# Written problem A:
In the text on grief, what does the writer say their twelve-year-old is losing?
# Written problem B:
In the entries, rewrite the lines between the one holding "of the recessed" and the one holding "(1056, 502)", inclusive, with "recessed light fixture" changed to "ceiling lamp" and everything else left as is.

# Document extract:
Saturday, 4 April 2020

What grief taught me about how to survive in times like these

These are strange times aren't they? I've heard that phrase a lot recently and it can't be denied. These are strange times indeed. Another thing I've heard recently is that we have entered a time of collective grief. I get that. The life we knew has been turned upside down suddenly and we are losing things that we, in our privileged Western lives, took for granted. Our birthday parties are being cancelled. Our summer holiday plans have been destroyed. Our ability to drive to a beauty spot for a picnic has been withdrawn.

Of course, though we're collectively being impacted, we're each impacted differently. We're each losing different things. The mother on maternity leave is losing the life of coffee mornings and baby groups she'd been looking forward to. My twelve year old is losing her new-found freedom. Students are missing nights out and exams. Some will miss their final year of school or graduation. Grandparents are missing their grandchildren. Many people are losing the activities that helped them to feel sane and connected. And, in case we forget, there are other people who are losing their lives to this silent killer and others who are being denied the opportunity to say goodbye. That's a whole new layer to grief.

There's so much that could be written on the subject, so much that is being written. About how much more impacted the people living in small flats with no gardens are. About how horrendous it must be for people who are trapped at home with abusive parents or partners. About how this is situation is overwhelmingly worse for the people who are being forced to keep travelling on public transport, who are working on the frontline, who have lost their jobs, who don't have an Ocado reserved pass. There's no question that this is a lot easier for people like me. I'm a single parent and that's hard but I'm privileged. I live in a lovely house with a lovely garden in a leafy part of town. And, though I've lost my usual way of making a living and am not eligible for as much government support as some, I can adapt my business to work online and I have savings. I am incredibly grateful.

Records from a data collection
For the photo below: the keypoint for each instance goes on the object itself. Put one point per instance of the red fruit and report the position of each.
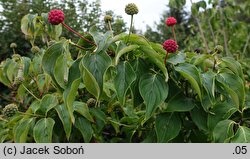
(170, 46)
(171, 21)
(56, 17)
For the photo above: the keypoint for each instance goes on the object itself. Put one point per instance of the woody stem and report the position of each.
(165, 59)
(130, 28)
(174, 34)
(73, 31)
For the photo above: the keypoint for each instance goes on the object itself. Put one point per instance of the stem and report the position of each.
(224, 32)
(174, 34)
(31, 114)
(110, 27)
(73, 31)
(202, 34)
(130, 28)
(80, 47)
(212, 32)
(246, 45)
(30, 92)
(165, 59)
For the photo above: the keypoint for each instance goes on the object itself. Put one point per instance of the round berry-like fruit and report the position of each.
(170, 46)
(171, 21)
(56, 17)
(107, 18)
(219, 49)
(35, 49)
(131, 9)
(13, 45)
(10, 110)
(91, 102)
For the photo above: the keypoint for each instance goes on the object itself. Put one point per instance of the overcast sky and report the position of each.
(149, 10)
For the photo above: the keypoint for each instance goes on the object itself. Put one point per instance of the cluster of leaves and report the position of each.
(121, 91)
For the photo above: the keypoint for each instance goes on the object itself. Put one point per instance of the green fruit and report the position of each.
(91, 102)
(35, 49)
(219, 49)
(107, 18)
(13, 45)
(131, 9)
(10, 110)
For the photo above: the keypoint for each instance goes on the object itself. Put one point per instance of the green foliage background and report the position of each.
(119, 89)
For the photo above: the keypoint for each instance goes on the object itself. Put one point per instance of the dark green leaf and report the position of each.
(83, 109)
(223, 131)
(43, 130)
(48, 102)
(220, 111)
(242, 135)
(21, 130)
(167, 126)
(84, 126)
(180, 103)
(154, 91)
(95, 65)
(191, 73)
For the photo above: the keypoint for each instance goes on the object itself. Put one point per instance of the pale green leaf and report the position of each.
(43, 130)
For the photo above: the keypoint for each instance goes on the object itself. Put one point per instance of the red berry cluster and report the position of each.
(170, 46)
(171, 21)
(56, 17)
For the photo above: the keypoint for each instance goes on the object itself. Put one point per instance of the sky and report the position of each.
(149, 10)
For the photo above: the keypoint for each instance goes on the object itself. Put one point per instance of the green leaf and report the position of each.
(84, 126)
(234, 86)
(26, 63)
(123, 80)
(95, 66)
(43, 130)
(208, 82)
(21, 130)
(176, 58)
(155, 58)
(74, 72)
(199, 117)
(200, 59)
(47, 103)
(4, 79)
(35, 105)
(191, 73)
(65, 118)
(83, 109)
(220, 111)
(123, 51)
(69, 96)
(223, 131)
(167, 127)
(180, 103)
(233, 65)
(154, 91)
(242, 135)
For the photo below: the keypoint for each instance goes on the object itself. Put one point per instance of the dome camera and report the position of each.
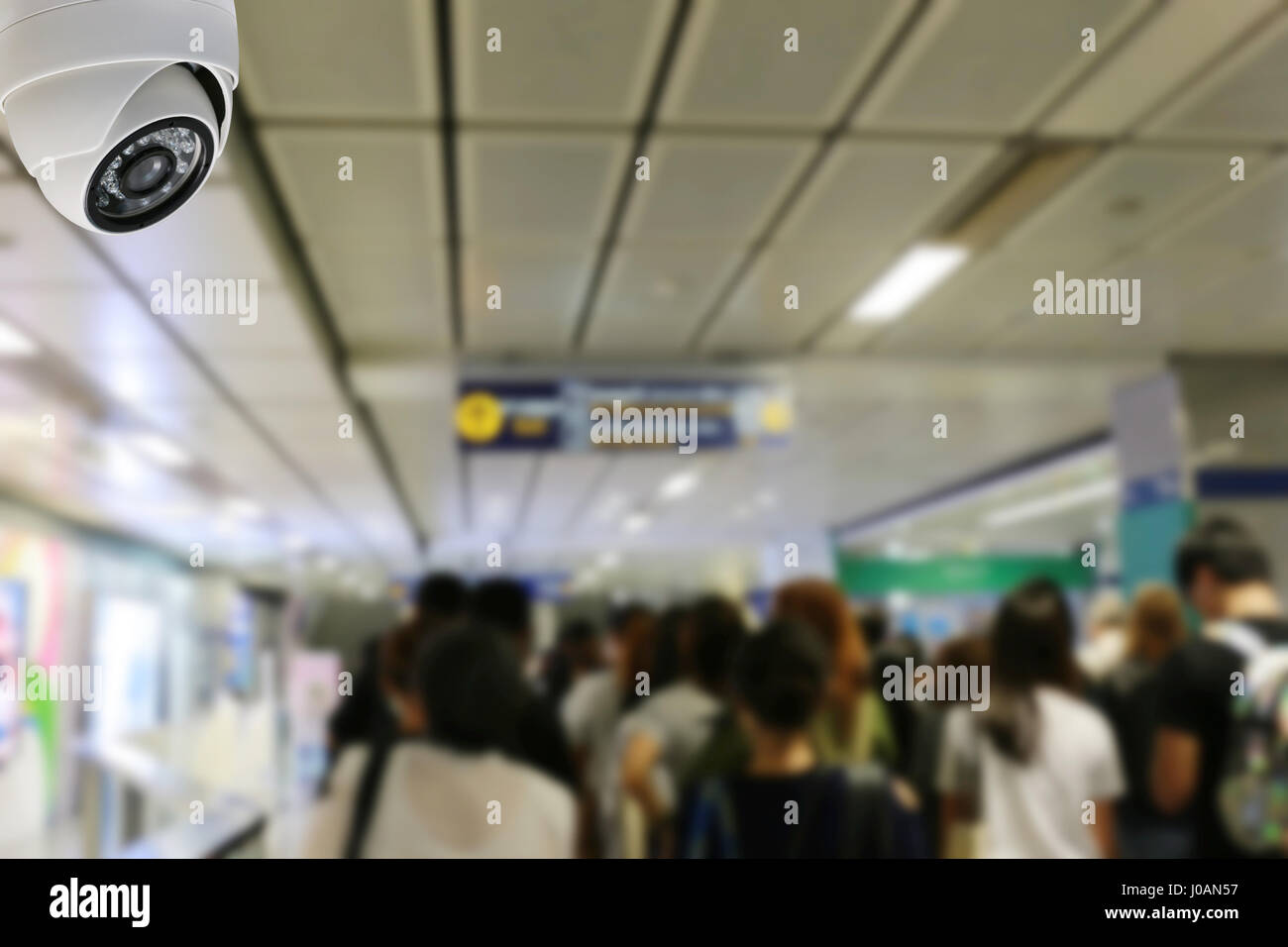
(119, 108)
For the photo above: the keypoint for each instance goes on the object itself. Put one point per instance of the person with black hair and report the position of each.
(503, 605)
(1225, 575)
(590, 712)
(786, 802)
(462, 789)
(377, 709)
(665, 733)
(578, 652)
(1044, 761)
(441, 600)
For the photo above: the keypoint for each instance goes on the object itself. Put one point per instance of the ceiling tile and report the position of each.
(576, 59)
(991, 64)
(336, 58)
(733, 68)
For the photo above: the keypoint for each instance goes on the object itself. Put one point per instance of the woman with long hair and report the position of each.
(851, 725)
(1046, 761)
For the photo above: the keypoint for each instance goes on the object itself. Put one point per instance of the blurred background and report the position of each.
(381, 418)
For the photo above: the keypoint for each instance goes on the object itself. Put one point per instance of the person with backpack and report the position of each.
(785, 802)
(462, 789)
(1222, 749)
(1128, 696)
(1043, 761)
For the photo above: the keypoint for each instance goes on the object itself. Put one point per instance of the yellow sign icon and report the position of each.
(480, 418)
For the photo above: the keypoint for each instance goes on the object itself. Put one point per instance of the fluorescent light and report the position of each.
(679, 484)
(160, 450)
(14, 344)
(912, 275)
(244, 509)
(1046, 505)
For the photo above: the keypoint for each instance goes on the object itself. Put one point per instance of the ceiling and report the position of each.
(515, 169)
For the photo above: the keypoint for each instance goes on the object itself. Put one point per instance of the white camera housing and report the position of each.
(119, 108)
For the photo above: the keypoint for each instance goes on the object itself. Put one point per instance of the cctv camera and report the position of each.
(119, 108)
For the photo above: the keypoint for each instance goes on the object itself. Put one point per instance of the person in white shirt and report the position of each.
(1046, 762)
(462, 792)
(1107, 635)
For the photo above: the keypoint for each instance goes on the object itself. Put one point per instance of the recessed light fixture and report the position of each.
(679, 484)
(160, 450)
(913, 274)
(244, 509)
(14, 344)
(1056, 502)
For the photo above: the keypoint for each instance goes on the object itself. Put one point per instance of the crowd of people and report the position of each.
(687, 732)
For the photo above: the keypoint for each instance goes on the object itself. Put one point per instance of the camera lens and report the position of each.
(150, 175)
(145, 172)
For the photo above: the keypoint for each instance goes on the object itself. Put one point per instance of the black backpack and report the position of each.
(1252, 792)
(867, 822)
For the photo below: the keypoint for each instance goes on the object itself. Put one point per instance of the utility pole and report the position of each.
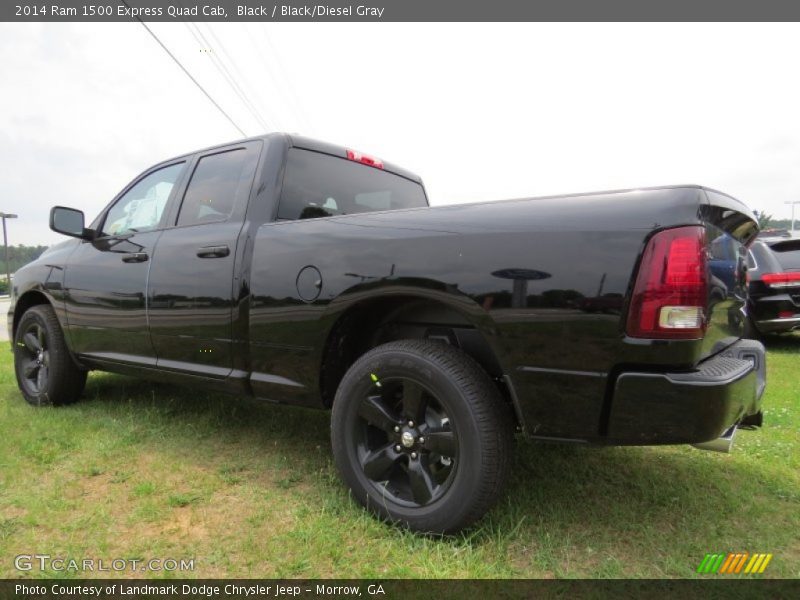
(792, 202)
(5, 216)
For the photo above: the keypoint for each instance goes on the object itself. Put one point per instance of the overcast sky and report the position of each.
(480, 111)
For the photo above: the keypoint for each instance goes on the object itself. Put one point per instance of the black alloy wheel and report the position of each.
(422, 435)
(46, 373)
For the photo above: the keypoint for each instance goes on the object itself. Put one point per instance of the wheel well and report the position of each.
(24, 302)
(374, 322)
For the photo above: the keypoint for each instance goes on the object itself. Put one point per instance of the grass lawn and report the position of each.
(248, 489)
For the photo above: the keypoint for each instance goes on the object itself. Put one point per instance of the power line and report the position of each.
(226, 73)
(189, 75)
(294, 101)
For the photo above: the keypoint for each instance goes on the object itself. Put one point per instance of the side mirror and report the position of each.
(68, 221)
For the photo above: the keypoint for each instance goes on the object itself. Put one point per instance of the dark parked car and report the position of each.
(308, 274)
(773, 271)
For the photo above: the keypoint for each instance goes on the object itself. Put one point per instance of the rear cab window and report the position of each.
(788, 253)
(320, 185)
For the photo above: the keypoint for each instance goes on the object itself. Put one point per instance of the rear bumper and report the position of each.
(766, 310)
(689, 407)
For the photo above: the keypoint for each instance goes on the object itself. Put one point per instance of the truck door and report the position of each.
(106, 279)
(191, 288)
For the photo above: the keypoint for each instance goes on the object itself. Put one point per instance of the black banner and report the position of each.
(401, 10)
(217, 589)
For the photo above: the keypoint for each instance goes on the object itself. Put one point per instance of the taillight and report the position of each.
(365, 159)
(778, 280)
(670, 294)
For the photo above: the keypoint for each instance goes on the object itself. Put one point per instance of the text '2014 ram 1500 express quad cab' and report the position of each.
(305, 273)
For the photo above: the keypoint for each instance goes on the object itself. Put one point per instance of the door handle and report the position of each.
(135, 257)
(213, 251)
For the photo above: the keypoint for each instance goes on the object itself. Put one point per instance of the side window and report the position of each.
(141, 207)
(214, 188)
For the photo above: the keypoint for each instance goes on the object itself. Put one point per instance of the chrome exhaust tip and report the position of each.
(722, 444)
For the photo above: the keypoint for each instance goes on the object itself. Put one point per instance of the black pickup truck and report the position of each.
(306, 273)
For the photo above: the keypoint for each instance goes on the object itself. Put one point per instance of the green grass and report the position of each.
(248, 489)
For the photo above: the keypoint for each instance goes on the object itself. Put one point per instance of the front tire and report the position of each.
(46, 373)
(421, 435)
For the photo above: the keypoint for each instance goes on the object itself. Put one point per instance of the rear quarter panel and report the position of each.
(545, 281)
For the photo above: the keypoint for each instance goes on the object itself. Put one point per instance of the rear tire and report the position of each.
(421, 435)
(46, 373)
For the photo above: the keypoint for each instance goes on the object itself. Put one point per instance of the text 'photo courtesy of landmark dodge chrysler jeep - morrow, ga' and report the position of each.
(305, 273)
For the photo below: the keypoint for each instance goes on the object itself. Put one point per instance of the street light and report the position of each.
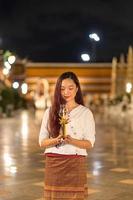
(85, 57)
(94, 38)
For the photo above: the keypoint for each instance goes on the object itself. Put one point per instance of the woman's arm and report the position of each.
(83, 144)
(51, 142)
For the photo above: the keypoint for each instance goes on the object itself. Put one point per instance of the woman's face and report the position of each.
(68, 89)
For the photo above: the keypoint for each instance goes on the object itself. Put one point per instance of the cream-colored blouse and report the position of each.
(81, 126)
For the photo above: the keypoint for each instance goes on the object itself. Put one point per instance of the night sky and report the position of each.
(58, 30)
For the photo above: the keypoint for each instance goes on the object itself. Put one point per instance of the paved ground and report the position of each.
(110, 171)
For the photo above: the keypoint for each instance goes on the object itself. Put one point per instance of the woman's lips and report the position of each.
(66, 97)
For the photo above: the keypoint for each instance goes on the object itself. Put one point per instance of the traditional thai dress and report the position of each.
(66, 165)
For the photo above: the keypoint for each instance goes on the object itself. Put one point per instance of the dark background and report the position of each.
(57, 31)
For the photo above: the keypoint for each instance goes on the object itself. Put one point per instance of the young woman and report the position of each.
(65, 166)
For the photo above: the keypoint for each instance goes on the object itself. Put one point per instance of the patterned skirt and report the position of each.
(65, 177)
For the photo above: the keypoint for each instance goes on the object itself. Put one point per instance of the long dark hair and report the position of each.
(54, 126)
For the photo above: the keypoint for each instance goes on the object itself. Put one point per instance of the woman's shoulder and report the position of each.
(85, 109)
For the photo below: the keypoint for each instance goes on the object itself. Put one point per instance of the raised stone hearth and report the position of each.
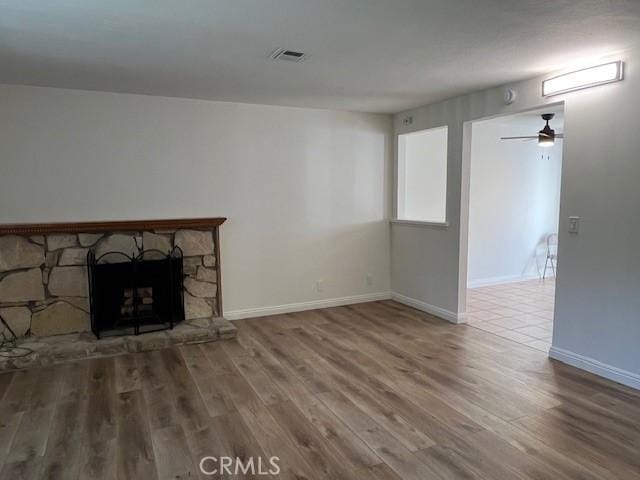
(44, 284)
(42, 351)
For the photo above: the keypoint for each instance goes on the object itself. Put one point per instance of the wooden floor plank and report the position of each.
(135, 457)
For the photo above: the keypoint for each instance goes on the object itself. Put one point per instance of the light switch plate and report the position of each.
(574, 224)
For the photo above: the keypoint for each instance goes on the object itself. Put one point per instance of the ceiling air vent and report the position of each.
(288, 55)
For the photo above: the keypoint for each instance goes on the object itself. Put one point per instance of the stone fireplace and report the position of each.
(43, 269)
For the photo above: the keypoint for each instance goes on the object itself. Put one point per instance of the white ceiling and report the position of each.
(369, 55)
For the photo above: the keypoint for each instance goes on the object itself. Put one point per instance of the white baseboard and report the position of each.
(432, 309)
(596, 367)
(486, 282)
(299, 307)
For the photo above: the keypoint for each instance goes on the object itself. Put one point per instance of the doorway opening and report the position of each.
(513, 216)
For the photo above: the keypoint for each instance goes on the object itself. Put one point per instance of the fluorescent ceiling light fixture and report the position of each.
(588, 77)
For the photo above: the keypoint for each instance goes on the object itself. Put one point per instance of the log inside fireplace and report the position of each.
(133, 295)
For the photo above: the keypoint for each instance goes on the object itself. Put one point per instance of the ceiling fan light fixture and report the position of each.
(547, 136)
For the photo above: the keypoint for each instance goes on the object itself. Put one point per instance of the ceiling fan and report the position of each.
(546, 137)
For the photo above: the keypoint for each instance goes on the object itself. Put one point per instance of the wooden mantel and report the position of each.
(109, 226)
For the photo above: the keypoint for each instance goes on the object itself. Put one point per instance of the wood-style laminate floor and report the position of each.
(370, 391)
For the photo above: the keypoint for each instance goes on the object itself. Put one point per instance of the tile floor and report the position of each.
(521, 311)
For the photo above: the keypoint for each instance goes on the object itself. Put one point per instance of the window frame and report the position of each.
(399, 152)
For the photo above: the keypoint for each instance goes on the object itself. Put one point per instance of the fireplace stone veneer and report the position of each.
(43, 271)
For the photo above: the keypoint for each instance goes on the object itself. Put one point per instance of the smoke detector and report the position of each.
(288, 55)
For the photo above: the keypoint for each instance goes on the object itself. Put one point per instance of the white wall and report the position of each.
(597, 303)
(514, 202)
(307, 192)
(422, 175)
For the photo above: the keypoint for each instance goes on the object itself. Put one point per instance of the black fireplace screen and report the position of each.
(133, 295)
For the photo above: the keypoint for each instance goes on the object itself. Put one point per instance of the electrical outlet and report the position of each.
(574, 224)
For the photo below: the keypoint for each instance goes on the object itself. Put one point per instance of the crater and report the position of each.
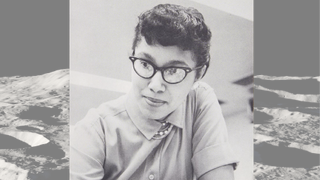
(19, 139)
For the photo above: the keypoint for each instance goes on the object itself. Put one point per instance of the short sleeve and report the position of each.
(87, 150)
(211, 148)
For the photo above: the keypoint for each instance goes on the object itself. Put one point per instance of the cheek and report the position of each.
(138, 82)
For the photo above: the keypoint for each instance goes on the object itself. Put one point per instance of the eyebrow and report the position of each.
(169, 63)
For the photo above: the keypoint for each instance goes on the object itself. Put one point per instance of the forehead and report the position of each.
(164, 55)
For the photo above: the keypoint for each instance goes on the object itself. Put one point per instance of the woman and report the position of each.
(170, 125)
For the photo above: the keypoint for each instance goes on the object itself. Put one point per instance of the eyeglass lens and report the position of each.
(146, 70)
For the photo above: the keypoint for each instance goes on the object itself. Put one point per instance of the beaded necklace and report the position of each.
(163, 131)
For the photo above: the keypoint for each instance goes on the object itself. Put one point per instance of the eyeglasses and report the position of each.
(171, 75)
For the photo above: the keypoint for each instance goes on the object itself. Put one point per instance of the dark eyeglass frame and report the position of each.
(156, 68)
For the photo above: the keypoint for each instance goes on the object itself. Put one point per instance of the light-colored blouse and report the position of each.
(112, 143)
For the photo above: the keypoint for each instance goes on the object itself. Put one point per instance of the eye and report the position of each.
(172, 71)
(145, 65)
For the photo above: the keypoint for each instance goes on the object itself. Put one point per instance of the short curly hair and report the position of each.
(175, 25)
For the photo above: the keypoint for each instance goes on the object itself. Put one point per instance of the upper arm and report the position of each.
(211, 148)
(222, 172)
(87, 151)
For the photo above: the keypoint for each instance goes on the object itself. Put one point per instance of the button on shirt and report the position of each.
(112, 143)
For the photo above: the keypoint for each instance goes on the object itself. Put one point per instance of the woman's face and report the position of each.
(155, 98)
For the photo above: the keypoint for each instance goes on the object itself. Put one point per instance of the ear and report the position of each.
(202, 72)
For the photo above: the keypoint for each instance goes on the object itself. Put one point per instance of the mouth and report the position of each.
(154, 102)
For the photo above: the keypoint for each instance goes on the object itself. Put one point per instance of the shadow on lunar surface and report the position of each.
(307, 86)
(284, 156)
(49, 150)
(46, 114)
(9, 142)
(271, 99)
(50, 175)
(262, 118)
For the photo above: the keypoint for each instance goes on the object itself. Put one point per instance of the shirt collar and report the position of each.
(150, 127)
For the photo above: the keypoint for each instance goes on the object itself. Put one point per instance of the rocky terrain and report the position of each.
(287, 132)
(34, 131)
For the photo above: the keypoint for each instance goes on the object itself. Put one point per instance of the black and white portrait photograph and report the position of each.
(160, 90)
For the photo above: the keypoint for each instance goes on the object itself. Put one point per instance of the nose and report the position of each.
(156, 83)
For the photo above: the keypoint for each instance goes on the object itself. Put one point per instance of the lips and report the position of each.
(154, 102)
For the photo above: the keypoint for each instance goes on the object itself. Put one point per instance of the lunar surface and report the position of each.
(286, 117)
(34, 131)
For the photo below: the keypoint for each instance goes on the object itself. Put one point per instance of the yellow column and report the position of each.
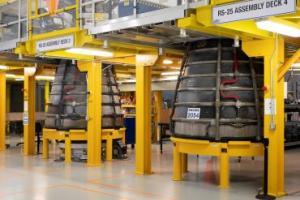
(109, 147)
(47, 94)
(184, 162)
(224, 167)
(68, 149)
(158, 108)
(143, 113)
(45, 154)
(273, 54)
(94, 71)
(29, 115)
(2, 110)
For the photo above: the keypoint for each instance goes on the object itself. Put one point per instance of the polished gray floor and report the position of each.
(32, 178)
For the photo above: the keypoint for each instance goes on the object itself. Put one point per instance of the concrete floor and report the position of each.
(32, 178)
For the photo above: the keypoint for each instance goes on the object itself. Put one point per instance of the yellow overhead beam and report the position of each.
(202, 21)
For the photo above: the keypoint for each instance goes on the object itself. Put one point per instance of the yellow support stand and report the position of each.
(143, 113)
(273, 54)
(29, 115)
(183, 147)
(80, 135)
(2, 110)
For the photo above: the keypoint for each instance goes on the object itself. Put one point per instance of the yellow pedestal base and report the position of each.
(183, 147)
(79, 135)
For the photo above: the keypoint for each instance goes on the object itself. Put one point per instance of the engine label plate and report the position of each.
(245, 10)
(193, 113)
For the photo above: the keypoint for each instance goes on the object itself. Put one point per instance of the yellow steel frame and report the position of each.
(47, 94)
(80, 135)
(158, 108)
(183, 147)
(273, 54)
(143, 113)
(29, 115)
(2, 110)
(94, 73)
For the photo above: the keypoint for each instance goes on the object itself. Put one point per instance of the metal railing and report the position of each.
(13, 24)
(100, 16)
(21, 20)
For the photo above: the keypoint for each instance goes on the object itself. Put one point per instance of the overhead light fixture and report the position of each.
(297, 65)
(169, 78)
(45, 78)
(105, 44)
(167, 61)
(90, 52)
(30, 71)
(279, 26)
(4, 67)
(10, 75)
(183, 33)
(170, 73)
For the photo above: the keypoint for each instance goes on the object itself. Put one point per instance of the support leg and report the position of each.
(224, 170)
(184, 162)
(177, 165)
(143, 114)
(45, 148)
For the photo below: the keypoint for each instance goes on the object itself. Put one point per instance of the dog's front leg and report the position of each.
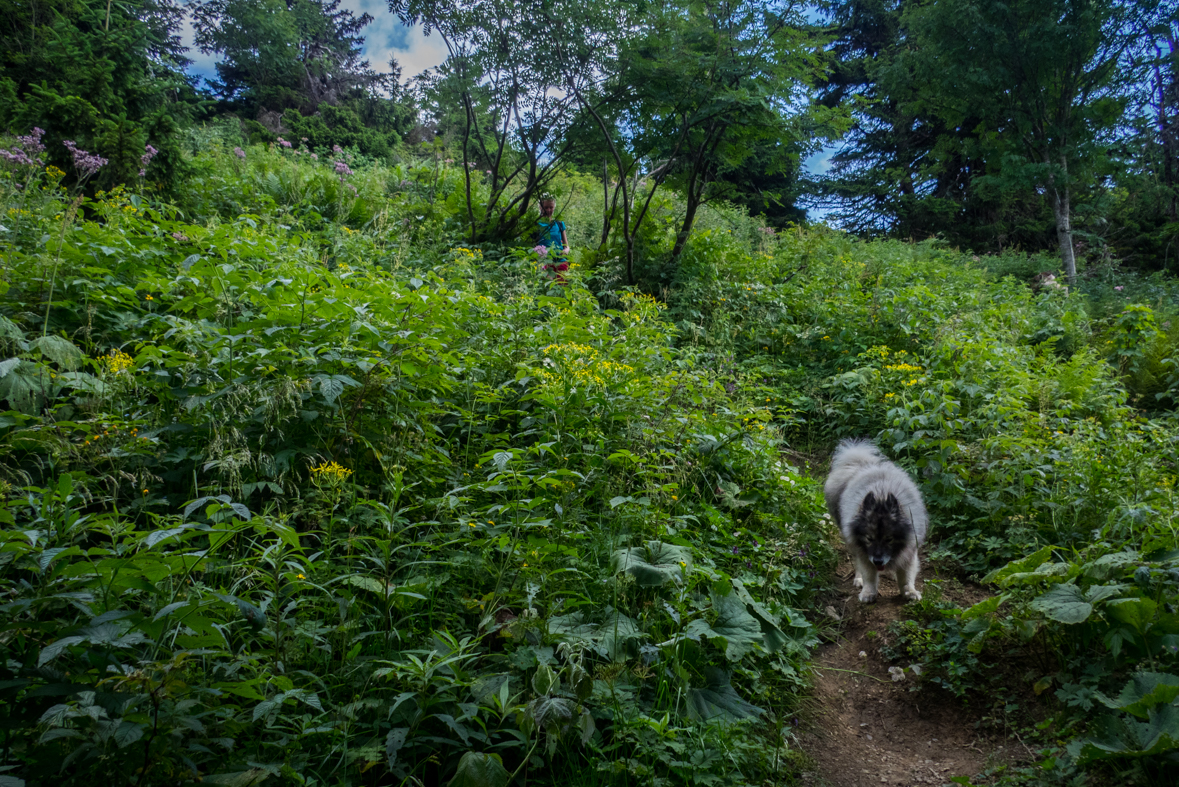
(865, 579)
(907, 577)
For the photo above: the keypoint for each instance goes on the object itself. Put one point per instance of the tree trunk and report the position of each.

# Correct response A:
Her new-found freedom.

# Correct response B:
For the photo above: the keypoint for each instance goes on the object itself. Put one point per instance of the ceiling lamp and report the position of each.
(679, 484)
(160, 450)
(913, 274)
(244, 509)
(14, 344)
(1056, 502)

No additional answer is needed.